[Material shown]
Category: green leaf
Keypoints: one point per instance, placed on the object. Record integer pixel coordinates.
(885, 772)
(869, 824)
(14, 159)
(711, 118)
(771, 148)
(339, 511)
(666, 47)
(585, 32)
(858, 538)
* * *
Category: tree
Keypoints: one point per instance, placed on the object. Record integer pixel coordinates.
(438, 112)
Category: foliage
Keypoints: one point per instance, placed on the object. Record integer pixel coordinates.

[Given problem] Extract each line from the entries above that contains the word "Category".

[Task output]
Category: green leaf
Category: tree
Category: foliage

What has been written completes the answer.